◆ EXERCISE DESCRIPTION
Within the records below, find the line containing "Where can the bird's foot". Reproduce it and each line after it exactly, and nothing else.

DATA PROVIDED below:

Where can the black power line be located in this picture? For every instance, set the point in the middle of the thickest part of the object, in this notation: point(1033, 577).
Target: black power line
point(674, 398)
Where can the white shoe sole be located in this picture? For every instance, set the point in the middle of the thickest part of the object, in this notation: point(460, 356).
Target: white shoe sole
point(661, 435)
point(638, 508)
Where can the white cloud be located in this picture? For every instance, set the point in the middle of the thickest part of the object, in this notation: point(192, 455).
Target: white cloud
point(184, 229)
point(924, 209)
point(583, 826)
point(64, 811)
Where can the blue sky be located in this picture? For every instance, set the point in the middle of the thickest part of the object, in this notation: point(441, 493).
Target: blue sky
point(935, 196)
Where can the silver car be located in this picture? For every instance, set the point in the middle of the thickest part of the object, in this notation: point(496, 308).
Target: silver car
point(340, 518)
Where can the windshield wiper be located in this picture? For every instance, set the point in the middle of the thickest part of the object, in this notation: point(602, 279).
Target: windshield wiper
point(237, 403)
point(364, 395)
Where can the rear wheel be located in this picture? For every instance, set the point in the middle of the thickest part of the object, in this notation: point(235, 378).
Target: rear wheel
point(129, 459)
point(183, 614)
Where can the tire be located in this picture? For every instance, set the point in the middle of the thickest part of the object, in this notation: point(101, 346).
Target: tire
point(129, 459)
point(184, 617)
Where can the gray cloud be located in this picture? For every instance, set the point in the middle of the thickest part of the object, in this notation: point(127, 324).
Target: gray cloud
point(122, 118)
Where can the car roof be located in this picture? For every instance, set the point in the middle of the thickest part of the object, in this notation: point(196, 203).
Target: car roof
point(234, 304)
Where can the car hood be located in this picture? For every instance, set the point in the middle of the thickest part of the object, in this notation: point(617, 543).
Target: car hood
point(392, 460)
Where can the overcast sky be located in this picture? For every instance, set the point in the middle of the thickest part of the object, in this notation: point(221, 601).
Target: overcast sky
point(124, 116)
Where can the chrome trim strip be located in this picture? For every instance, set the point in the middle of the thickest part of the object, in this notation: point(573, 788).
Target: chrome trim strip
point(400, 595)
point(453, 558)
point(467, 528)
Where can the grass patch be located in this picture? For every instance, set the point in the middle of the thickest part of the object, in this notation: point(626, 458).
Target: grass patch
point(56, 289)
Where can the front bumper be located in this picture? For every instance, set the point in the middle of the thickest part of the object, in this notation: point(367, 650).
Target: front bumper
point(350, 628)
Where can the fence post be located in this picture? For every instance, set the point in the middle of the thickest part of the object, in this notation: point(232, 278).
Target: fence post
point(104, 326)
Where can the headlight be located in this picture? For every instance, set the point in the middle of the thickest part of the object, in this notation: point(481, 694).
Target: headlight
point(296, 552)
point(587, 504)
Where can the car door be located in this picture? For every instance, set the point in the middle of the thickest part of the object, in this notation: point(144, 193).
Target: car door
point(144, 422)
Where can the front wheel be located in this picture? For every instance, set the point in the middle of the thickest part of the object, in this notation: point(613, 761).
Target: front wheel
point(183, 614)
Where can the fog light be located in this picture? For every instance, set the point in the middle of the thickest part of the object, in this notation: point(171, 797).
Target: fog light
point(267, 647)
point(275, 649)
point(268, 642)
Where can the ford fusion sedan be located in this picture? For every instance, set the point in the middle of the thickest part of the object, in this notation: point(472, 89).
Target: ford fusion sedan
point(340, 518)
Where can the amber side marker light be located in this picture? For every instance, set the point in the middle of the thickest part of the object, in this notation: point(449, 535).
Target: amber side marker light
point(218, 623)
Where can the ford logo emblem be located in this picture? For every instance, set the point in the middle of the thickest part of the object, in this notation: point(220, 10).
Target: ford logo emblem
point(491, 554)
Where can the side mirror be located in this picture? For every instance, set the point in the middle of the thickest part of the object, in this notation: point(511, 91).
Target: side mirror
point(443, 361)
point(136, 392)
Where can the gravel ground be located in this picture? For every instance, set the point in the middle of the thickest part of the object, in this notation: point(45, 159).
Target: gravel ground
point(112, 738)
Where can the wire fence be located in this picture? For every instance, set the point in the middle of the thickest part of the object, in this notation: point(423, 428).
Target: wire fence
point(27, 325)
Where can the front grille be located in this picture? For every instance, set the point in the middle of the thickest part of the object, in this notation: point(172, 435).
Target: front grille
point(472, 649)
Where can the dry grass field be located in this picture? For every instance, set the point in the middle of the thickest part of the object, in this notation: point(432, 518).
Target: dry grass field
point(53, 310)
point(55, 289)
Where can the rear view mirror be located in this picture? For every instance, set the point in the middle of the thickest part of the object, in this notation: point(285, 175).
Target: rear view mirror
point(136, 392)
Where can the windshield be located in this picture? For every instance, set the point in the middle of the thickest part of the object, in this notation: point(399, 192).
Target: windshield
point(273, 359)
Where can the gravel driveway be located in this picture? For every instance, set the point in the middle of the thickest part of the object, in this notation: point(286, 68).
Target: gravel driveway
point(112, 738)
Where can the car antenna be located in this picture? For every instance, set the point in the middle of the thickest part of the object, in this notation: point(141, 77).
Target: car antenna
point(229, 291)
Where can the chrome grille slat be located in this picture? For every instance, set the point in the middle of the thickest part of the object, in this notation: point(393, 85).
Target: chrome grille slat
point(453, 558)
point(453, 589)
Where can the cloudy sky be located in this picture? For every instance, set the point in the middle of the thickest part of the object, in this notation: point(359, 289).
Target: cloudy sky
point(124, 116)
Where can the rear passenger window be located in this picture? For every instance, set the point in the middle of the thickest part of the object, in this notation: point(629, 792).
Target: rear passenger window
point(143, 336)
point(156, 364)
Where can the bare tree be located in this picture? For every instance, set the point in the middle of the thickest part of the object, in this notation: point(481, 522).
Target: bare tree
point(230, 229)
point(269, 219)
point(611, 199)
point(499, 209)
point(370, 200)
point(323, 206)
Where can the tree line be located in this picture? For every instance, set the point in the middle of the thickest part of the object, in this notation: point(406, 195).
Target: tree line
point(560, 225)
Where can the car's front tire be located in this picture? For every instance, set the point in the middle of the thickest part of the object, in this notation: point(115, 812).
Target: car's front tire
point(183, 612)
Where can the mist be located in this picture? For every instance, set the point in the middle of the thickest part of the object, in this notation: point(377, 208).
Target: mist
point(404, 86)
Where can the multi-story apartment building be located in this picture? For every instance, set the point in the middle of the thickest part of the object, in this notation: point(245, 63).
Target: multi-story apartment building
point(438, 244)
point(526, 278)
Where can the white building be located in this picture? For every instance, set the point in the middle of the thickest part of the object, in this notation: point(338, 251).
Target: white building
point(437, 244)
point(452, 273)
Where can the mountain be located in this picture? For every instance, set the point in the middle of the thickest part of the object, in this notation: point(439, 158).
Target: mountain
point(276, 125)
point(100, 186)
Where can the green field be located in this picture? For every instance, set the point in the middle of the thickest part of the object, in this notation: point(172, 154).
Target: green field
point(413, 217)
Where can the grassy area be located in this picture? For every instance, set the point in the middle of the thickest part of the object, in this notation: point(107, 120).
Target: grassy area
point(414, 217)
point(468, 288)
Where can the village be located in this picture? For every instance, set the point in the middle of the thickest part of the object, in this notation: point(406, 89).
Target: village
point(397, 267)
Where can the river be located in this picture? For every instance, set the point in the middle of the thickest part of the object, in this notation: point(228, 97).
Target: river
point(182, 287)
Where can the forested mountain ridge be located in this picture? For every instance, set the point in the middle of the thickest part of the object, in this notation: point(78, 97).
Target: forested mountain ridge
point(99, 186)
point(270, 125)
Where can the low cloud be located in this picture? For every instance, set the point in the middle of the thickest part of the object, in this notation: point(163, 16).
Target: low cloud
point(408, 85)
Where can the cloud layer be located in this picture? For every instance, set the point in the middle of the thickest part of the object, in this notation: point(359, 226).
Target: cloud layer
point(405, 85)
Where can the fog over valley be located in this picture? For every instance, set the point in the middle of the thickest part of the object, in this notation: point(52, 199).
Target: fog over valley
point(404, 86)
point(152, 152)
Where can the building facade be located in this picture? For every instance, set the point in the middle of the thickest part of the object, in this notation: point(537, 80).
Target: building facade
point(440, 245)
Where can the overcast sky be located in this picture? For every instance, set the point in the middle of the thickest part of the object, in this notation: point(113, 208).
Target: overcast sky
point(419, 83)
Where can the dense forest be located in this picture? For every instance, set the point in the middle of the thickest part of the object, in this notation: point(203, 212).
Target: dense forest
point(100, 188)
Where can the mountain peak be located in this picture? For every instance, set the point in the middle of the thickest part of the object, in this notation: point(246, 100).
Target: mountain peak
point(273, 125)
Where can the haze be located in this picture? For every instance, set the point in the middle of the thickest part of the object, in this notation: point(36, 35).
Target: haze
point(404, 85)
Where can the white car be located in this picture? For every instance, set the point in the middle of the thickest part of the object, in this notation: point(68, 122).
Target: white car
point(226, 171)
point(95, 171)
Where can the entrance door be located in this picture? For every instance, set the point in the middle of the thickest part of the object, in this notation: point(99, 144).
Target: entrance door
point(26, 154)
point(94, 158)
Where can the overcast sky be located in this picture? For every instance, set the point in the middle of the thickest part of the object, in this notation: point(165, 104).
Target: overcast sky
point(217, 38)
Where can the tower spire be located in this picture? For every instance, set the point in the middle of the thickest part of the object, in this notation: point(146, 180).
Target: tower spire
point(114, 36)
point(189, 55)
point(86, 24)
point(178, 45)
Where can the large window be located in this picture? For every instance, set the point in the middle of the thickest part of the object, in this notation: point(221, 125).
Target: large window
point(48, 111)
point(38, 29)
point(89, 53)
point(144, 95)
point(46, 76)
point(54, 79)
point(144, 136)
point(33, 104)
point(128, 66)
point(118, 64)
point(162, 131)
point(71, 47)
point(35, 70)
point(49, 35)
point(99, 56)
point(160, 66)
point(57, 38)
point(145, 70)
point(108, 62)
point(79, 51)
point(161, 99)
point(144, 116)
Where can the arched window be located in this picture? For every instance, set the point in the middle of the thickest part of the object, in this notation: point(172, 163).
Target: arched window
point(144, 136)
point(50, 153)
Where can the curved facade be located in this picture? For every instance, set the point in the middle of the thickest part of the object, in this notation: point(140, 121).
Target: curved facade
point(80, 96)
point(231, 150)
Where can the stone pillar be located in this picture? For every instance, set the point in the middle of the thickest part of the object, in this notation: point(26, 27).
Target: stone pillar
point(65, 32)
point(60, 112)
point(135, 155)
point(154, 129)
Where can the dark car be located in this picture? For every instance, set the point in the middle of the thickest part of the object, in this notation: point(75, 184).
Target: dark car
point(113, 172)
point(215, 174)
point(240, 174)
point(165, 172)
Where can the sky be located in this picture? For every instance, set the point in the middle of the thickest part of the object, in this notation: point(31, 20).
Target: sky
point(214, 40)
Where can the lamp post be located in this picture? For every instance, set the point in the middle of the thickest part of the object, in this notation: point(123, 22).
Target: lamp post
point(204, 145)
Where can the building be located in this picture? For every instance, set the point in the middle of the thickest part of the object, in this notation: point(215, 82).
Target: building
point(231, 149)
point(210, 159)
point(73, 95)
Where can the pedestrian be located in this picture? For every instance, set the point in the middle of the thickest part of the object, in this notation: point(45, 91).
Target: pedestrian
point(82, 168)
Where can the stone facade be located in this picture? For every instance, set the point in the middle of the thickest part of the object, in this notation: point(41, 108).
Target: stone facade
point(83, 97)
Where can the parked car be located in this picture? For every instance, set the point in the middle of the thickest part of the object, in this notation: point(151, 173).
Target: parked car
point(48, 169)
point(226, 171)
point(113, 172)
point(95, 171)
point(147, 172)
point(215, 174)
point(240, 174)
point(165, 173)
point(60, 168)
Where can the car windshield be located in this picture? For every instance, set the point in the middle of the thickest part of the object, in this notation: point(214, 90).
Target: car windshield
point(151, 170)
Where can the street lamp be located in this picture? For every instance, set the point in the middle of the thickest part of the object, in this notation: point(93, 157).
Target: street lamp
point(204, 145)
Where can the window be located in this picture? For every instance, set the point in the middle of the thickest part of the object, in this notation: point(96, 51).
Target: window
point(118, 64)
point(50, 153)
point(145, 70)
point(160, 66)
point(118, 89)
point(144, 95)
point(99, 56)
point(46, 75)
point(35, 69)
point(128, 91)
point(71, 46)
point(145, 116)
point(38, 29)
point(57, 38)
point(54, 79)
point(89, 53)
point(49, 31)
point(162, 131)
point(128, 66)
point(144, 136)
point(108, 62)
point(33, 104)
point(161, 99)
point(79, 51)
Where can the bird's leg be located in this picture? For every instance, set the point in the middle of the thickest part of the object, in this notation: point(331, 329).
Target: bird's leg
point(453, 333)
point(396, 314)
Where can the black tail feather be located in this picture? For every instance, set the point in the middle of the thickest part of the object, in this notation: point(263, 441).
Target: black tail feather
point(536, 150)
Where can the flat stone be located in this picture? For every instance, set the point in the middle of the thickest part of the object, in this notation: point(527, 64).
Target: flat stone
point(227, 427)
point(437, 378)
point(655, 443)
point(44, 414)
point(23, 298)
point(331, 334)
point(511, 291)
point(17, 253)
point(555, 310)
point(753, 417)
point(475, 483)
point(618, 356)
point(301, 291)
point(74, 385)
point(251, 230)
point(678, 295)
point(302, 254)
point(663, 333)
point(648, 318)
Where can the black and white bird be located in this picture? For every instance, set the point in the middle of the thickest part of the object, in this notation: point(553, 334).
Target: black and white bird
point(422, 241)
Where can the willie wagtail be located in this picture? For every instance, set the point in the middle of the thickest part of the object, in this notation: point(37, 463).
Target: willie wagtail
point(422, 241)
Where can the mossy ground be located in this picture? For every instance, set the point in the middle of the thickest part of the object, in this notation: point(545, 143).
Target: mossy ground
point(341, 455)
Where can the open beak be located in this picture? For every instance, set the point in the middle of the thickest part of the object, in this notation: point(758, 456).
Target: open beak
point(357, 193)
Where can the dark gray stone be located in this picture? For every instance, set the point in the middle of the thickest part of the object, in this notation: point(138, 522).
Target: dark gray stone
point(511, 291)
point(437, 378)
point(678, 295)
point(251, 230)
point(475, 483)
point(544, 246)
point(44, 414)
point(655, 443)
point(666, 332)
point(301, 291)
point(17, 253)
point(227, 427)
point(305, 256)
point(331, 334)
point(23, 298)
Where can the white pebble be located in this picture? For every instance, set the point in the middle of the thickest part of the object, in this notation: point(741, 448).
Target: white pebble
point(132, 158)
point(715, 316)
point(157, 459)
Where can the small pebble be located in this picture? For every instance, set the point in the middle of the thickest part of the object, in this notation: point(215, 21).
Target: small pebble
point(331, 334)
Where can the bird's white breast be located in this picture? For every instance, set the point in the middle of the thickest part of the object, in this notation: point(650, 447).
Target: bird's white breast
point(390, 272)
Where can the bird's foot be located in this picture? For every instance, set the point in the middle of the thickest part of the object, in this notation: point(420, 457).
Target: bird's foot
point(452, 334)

End of DATA PROVIDED.

◆ SOLUTION TO THIS PROBLEM
Where can the bird's foot be located in this picture? For every instance, set the point in the middle of the thickest part of the object, in this notation: point(420, 457).
Target: bird's foot
point(452, 334)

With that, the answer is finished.